Short problem |
From the patch review reply below, pull out word for word the passage starting with "On 23/08/2021 10:51, Leo" and going on through "unexpected load values.".

Text section |
Re: [PATCH v1 2/3] perf auxtrace: Add compat_auxtrace_mmap__{read_head|write_tail}

From: James Clark
Date: Mon Aug 23 2021 - 06:58:02 EST




On 23/08/2021 10:51, Leo Yan wrote:
> Hi James,
>
> On Fri, Aug 13, 2021 at 05:22:31PM +0100, James Clark wrote:
>> On 09/08/2021 12:27, Leo Yan wrote:
>>> +/*
>>> + * In the compat mode kernel runs in 64-bit and perf tool runs in 32-bit mode,
>>> + * 32-bit perf tool cannot access 64-bit value atomically, which might lead to
>>> + * the issues caused by the below sequence on multiple CPUs: when perf tool
>>> + * accesses either the load operation or the store operation for 64-bit value,
>>> + * on some architectures the operation is divided into two instructions, one
>>> + * is for accessing the low 32-bit value and another is for the high 32-bit;
>>> + * thus these two user operations can give the kernel chances to access the
>>> + * 64-bit value, and thus leads to the unexpected load values.
>>> + *
>>> + * kernel (64-bit) user (32-bit)
>>> + *
>>> + * if (LOAD ->aux_tail) { --, LOAD ->aux_head_lo
>>> + * STORE $aux_data | ,--->
>>> + * FLUSH $aux_data | | LOAD ->aux_head_hi
>>> + * STORE ->aux_head --|-------` smp_rmb()

Provided material |
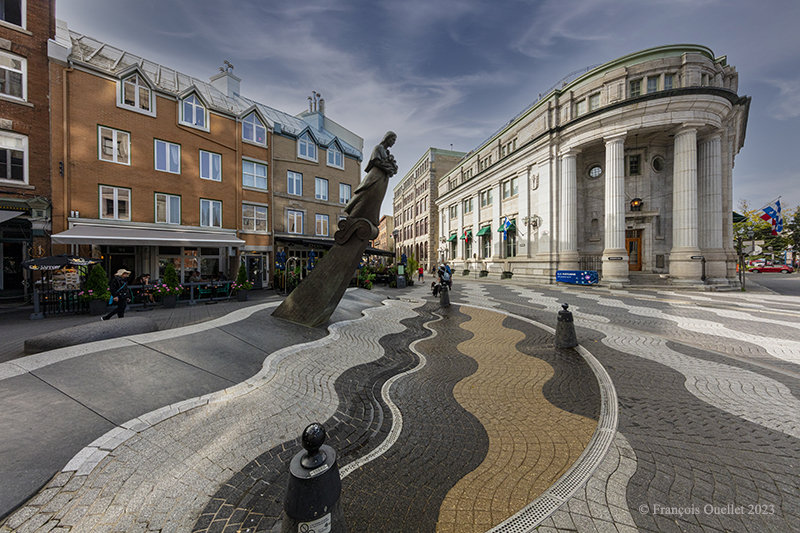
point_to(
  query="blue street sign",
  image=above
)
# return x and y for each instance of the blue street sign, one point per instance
(577, 277)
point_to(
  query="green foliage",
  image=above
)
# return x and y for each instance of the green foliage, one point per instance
(171, 276)
(242, 283)
(96, 285)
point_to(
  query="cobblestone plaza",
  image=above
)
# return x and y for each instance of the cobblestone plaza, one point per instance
(677, 412)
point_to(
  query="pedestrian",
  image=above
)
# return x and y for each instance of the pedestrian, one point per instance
(120, 293)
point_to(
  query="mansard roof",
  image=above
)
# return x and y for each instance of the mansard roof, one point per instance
(116, 62)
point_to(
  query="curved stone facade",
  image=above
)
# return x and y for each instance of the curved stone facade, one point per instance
(627, 169)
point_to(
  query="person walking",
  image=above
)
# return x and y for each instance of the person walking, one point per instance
(120, 292)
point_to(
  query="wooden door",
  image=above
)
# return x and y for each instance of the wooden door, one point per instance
(633, 243)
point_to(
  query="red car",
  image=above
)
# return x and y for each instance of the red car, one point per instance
(783, 269)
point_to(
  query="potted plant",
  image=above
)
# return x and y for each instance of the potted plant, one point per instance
(242, 285)
(96, 291)
(170, 289)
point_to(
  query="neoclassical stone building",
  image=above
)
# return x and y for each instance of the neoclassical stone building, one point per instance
(626, 170)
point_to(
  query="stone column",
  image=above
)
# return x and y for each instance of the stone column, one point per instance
(615, 255)
(685, 245)
(568, 212)
(710, 212)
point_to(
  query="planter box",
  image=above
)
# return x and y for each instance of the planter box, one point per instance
(98, 307)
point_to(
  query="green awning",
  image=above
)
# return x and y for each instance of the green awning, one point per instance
(512, 227)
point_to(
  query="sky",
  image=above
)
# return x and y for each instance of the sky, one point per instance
(444, 73)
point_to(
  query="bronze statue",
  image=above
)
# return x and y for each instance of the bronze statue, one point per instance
(368, 196)
(313, 301)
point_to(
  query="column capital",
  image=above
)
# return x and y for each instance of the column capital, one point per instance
(615, 138)
(567, 152)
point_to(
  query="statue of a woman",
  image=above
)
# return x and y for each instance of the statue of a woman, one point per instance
(368, 196)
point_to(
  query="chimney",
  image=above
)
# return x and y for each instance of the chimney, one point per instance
(225, 81)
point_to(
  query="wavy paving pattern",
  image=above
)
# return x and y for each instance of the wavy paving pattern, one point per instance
(158, 478)
(253, 498)
(531, 442)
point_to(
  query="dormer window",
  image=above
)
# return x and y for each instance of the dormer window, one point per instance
(306, 148)
(335, 157)
(136, 94)
(253, 130)
(194, 113)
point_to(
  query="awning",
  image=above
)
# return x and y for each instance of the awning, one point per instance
(89, 234)
(5, 214)
(512, 227)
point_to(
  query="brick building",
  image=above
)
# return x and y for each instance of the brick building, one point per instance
(25, 28)
(415, 215)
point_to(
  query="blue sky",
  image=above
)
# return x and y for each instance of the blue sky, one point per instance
(442, 72)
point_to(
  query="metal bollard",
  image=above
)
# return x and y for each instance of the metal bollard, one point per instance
(312, 495)
(565, 329)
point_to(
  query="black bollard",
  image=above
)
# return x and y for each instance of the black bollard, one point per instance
(565, 329)
(312, 496)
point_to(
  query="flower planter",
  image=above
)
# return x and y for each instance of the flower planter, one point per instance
(98, 307)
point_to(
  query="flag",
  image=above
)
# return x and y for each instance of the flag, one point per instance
(772, 214)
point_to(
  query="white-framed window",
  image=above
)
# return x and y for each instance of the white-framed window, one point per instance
(335, 157)
(193, 112)
(254, 174)
(168, 208)
(594, 101)
(13, 158)
(210, 166)
(306, 148)
(294, 222)
(254, 217)
(345, 193)
(136, 93)
(294, 183)
(635, 88)
(253, 129)
(13, 12)
(210, 213)
(115, 203)
(13, 75)
(321, 189)
(113, 145)
(168, 156)
(486, 198)
(322, 225)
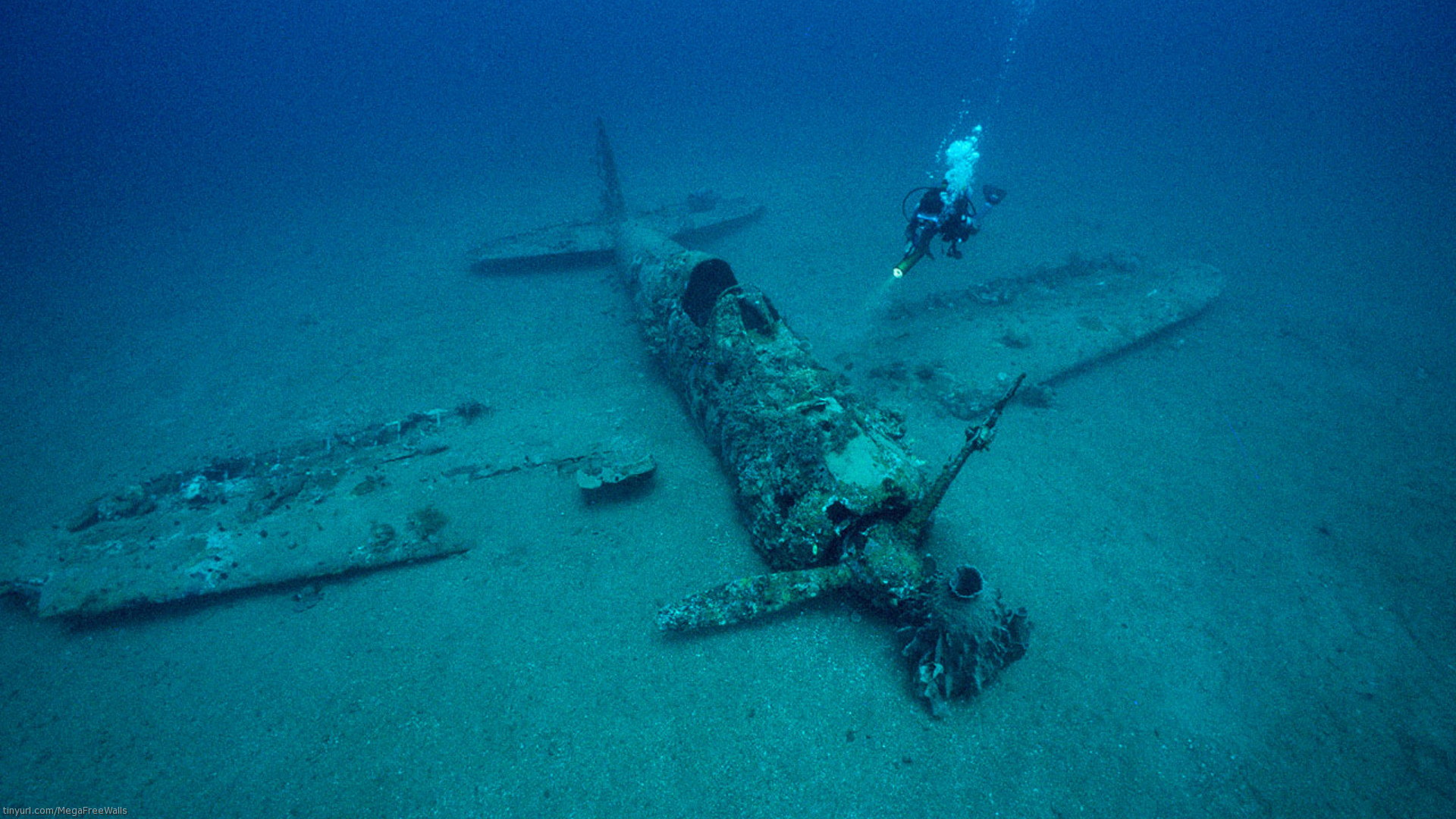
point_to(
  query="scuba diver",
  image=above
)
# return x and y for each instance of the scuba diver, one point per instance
(954, 218)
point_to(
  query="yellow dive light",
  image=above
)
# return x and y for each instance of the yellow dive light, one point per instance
(908, 262)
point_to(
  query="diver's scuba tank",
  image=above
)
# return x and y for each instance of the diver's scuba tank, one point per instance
(924, 226)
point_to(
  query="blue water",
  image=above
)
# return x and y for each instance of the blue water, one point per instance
(224, 228)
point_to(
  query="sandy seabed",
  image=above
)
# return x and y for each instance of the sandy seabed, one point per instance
(1235, 542)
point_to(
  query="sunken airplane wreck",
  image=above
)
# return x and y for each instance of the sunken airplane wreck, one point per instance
(833, 499)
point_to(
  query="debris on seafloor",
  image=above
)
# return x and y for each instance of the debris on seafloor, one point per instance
(832, 496)
(957, 350)
(699, 216)
(328, 506)
(615, 466)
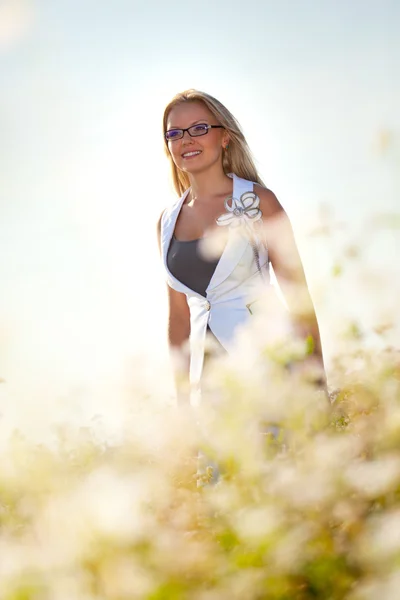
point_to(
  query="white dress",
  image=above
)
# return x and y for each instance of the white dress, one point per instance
(235, 284)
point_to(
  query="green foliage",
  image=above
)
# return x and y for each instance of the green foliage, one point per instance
(293, 498)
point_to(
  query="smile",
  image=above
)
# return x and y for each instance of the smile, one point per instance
(191, 154)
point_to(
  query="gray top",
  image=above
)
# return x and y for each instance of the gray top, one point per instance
(188, 264)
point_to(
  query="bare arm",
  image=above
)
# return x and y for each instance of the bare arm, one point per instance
(289, 272)
(178, 336)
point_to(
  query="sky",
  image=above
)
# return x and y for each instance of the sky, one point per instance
(83, 176)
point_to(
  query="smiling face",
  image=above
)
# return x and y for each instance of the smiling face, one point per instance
(195, 154)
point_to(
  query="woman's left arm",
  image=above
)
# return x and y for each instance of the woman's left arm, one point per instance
(288, 268)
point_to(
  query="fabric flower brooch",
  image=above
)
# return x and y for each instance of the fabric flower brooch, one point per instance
(241, 213)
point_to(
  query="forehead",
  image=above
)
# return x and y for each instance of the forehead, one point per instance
(183, 115)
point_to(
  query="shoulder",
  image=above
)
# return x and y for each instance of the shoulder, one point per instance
(269, 203)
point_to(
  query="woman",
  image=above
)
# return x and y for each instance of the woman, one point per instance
(220, 191)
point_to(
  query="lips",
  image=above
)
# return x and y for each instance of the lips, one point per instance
(191, 154)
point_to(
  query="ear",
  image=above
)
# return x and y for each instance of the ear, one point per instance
(225, 140)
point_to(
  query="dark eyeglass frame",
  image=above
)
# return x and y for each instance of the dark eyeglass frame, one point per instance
(182, 131)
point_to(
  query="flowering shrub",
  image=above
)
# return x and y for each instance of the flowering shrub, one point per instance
(305, 503)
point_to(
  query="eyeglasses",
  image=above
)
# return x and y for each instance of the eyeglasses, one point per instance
(194, 131)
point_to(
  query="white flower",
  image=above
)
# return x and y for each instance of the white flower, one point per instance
(241, 212)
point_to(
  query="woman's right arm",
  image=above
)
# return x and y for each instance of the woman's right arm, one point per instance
(178, 337)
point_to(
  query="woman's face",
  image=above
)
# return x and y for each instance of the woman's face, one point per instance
(195, 154)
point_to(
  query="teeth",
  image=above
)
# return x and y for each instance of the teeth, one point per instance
(191, 153)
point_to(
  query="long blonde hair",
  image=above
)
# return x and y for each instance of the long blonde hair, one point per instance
(237, 158)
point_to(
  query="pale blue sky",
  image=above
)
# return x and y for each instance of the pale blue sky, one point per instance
(83, 177)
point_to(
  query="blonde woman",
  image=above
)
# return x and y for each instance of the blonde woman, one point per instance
(220, 191)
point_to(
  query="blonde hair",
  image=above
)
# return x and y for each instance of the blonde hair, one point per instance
(237, 158)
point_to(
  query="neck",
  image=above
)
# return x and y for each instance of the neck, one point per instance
(209, 184)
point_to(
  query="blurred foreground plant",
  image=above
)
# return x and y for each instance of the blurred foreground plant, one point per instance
(306, 503)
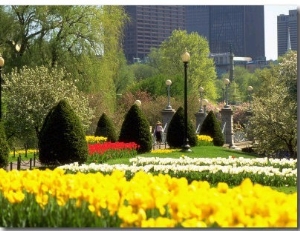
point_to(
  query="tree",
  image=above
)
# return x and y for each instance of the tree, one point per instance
(201, 69)
(84, 40)
(62, 139)
(274, 121)
(175, 133)
(31, 93)
(4, 148)
(106, 128)
(211, 127)
(135, 128)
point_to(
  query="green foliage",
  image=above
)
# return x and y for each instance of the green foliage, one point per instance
(62, 139)
(4, 148)
(31, 92)
(273, 123)
(211, 127)
(135, 128)
(156, 86)
(175, 133)
(106, 128)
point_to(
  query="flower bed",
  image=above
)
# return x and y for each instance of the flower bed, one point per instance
(55, 199)
(229, 170)
(101, 152)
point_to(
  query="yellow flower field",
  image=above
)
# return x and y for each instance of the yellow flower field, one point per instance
(155, 201)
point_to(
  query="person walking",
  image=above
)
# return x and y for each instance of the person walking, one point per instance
(158, 132)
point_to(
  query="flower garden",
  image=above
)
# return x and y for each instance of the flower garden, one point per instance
(151, 191)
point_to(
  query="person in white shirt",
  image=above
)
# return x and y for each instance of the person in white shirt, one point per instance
(158, 132)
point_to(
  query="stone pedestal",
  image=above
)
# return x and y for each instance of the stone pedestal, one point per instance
(200, 116)
(227, 117)
(167, 115)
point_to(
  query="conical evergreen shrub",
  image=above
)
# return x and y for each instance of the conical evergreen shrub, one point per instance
(4, 148)
(106, 128)
(62, 138)
(212, 127)
(136, 128)
(175, 133)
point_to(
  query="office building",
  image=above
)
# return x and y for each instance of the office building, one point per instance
(241, 26)
(149, 26)
(287, 32)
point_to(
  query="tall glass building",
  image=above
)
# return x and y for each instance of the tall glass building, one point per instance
(241, 26)
(149, 26)
(287, 32)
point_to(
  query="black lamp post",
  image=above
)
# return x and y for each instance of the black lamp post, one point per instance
(201, 90)
(250, 89)
(185, 59)
(168, 83)
(227, 82)
(1, 65)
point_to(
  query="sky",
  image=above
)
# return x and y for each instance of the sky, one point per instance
(272, 10)
(271, 13)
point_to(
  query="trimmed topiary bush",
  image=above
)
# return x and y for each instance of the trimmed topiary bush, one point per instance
(211, 127)
(135, 128)
(4, 148)
(175, 133)
(106, 128)
(62, 138)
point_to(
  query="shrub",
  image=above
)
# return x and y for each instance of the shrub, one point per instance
(135, 128)
(175, 133)
(106, 128)
(211, 127)
(62, 139)
(4, 148)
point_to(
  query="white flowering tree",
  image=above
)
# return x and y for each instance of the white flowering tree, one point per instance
(31, 92)
(274, 119)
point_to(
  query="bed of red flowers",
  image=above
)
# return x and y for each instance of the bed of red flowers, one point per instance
(101, 152)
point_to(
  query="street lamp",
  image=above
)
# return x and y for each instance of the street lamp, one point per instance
(201, 90)
(168, 83)
(205, 102)
(185, 57)
(1, 65)
(250, 89)
(226, 82)
(138, 102)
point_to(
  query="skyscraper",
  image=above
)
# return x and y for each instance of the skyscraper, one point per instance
(149, 26)
(241, 26)
(287, 32)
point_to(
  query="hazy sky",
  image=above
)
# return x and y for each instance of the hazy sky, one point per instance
(272, 10)
(271, 13)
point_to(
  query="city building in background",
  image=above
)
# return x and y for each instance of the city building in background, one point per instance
(241, 26)
(287, 32)
(148, 27)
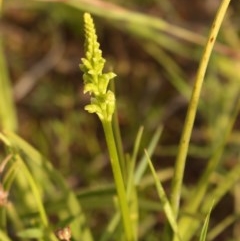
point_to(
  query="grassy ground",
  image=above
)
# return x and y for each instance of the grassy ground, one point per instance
(155, 48)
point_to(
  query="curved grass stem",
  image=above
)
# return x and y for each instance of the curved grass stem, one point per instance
(192, 109)
(118, 178)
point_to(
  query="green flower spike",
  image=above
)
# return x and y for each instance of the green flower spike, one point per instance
(95, 81)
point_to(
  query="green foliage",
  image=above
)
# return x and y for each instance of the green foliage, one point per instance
(35, 198)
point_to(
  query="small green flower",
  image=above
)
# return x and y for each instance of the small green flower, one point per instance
(95, 81)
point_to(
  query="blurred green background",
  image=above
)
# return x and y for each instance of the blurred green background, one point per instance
(154, 47)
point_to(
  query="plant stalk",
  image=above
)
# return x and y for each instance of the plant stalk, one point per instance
(119, 182)
(192, 109)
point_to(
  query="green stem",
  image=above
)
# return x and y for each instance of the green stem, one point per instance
(121, 191)
(191, 113)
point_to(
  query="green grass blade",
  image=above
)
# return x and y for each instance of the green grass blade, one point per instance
(164, 200)
(204, 230)
(192, 109)
(3, 236)
(72, 206)
(8, 119)
(143, 162)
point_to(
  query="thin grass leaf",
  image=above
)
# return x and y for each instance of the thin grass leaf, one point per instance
(8, 119)
(164, 200)
(72, 206)
(203, 234)
(150, 149)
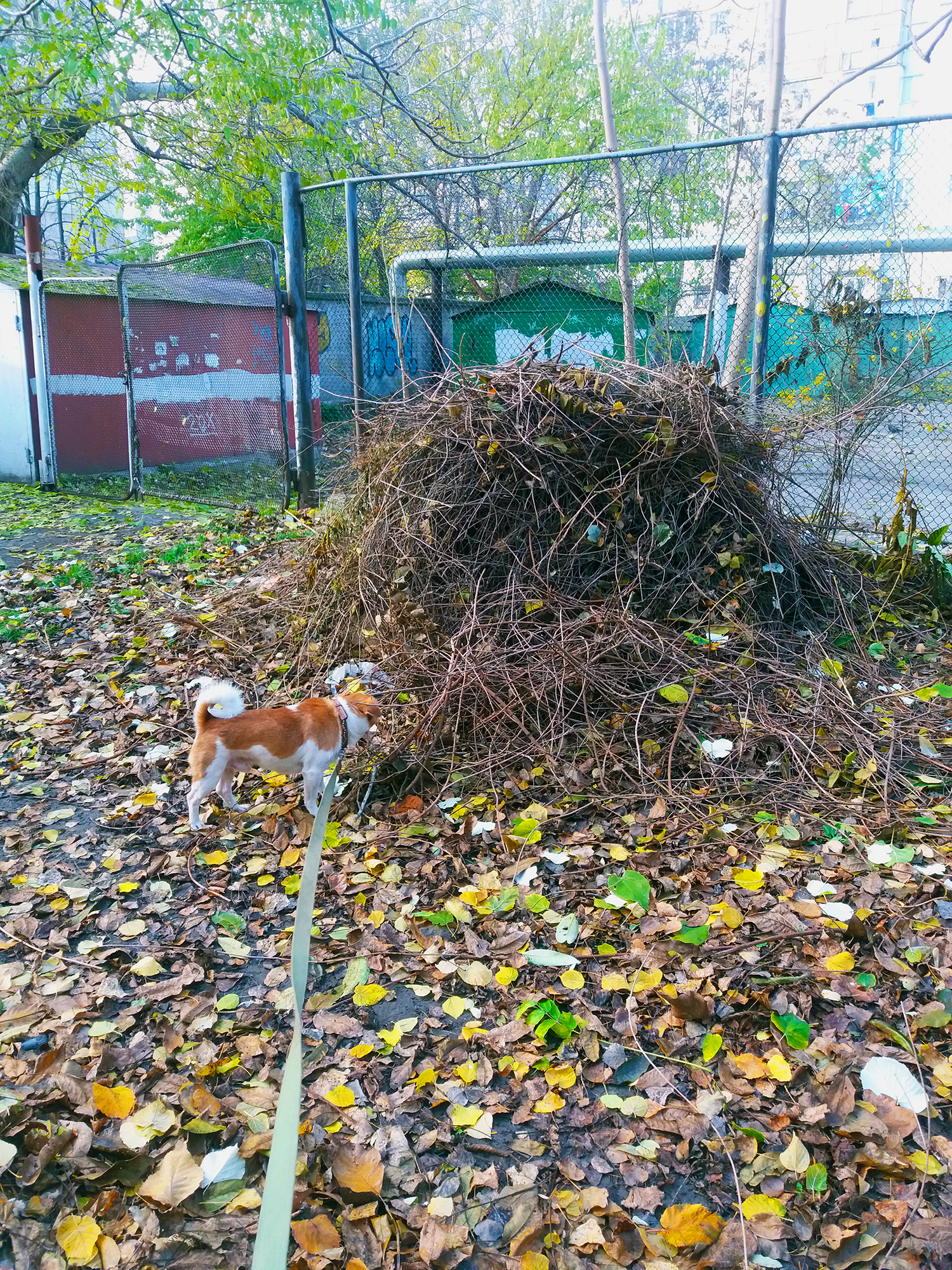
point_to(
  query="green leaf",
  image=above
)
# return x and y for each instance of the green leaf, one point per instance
(676, 693)
(633, 887)
(711, 1046)
(230, 923)
(797, 1032)
(692, 934)
(550, 958)
(568, 930)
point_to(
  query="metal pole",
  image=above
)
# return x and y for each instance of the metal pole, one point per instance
(131, 431)
(296, 309)
(354, 279)
(439, 363)
(765, 271)
(34, 243)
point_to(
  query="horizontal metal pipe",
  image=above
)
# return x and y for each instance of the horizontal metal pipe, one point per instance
(676, 148)
(649, 253)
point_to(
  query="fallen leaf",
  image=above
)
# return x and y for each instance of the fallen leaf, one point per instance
(176, 1179)
(116, 1102)
(687, 1225)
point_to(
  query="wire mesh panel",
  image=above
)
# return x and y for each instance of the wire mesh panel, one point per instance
(87, 385)
(861, 331)
(205, 352)
(483, 265)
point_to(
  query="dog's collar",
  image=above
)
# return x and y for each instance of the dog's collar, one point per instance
(342, 713)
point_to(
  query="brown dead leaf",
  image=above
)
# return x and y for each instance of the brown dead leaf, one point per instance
(728, 1252)
(433, 1240)
(692, 1005)
(317, 1235)
(359, 1170)
(177, 1178)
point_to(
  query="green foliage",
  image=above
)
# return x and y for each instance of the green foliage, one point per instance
(545, 1018)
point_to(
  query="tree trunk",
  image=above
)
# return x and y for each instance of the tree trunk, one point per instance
(621, 211)
(26, 163)
(747, 285)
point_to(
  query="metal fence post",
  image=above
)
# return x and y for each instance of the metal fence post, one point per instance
(136, 485)
(765, 271)
(34, 243)
(354, 279)
(295, 274)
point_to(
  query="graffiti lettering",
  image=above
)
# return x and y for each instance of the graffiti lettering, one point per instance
(265, 354)
(383, 356)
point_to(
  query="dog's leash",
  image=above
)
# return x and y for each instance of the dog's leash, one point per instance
(275, 1221)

Answer for the task |
On 23/08/2021 10:51, Leo Yan wrote:
> Hi James,
>
> On Fri, Aug 13, 2021 at 05:22:31PM +0100, James Clark wrote:
>> On 09/08/2021 12:27, Leo Yan wrote:
>>> +/*
>>> + * In the compat mode kernel runs in 64-bit and perf tool runs in 32-bit mode,
>>> + * 32-bit perf tool cannot access 64-bit value atomically, which might lead to
>>> + * the issues caused by the below sequence on multiple CPUs: when perf tool
>>> + * accesses either the load operation or the store operation for 64-bit value,
>>> + * on some architectures the operation is divided into two instructions, one
>>> + * is for accessing the low 32-bit value and another is for the high 32-bit;
>>> + * thus these two user operations can give the kernel chances to access the
>>> + * 64-bit value, and thus leads to the unexpected load values.